# [Excerpt]
##########
5. You’d better not be doing it for the praise.

As an ally, you will go through a lot of thankless things. You’ll be abused, reviled and mocked for associating with people society oppresses and marginalises. It’s not easy. You might feel like you deserve some kind of pat on the back for your hard work and perseverance. I mean, you could just turn around and walk away at any time, right?

Well, guess what? You know the jeers and mockery you put up with? That’s just a fraction of what oppressed people get every single day of their lives. I’m serious. You’re trying to help people who live in fear of violence, harassment, abuse and worse, and you want a cookie because you didn’t run away the first time someone called you a pussy? Seriously?

Grow up. This isn’t a game, and you’re not going to get brownie points for grinding your mad ally skillz. This is real life. Put up or leave.

6. Be prepared to call your friends out.

As an ally, you’re busy trying your best to erase slurs from your vocabulary, support oppressed people and reblog posts that, like, totally moved you. Your friends? They’re probably the same ignorami they’ve always been. You’re gonna need to do something about that.
##########
# [Data provided]
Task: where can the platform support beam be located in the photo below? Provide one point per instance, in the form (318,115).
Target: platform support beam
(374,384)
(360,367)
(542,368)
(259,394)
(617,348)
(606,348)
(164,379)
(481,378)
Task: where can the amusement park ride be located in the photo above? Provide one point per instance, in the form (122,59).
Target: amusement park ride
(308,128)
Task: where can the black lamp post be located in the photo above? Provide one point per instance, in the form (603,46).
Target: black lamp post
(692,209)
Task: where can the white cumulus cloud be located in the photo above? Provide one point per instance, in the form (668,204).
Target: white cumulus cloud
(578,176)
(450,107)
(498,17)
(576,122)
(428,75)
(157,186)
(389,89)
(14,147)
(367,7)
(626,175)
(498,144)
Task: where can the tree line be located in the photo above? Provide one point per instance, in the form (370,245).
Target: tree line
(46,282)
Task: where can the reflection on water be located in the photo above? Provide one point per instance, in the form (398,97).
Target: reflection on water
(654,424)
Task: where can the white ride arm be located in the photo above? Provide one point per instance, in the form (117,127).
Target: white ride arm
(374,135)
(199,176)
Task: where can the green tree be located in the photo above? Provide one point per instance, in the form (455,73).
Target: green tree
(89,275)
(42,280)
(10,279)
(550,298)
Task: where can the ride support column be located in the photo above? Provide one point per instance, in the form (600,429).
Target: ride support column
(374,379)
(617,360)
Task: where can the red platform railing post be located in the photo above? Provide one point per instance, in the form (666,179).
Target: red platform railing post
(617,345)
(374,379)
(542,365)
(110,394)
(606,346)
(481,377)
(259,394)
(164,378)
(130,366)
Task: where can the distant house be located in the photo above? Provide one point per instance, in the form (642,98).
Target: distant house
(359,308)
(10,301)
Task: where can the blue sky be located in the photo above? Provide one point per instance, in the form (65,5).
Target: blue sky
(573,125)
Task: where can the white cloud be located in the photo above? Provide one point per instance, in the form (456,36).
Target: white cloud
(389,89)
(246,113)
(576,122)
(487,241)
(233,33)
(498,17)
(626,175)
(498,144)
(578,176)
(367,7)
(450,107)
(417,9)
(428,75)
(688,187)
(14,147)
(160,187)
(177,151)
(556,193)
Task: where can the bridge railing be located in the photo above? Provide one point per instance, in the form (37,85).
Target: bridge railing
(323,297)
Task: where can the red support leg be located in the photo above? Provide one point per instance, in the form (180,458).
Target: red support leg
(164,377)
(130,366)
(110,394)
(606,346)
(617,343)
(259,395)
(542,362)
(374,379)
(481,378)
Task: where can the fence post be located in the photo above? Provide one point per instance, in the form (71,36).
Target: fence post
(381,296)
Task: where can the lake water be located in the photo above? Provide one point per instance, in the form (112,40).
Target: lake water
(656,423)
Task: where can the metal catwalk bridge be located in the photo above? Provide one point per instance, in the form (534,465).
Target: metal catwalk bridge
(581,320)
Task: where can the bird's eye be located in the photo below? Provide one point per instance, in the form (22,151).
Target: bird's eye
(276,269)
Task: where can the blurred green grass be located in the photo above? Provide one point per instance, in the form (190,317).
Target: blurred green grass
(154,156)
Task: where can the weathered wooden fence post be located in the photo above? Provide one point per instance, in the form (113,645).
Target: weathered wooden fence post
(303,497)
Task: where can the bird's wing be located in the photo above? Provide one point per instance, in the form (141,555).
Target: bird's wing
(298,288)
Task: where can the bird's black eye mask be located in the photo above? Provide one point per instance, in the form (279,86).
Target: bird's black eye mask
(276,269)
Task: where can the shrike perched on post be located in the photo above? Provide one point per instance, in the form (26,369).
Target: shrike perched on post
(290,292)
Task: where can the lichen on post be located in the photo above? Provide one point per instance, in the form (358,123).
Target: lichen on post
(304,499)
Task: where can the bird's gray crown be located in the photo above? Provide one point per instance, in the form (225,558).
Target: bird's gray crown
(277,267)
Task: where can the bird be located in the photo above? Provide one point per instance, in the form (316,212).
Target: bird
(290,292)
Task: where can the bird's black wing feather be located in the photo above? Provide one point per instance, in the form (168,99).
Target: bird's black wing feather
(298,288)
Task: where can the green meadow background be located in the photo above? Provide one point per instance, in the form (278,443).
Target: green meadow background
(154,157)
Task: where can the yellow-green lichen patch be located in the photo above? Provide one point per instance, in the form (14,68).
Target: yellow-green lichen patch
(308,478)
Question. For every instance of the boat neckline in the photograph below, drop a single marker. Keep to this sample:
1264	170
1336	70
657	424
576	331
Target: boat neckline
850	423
##########
# [Using the information]
a: Reproduce the part of the excerpt on allyship that opens with the words containing "As an ally, you’re" and closes with "something about that.".
b: Continue the excerpt on allyship, picking up after its last sentence.
The records are separate material and have no connection to the excerpt on allyship.

# [Responses to the tasks]
a:
As an ally, you’re busy trying your best to erase slurs from your vocabulary, support oppressed people and reblog posts that, like, totally moved you. Your friends? They’re probably the same ignorami they’ve always been. You’re gonna need to do something about that.

b:
Yeah, it’s hard calling your friends out when they make nasty jokes around you. Nobody wants to be That Guy (or That Girl, or That Gender Non-Conforming Person). I get it. But if you don’t actively do what you can to combat oppression, then you, my friend, are part of the problem. No two ways about it. That means calling out rape jokes, saying something when a friend uses the t-word and throwing shade at your friend who spews old stereotypes about black people. It means sometimes being unpopular for the sake of sticking up for people who don’t have many other people to stick up for them.

Yes, it’s hard. If you expected it to be easy, you really have been living under a rock.

7. At the end of the day, This Is Not About You.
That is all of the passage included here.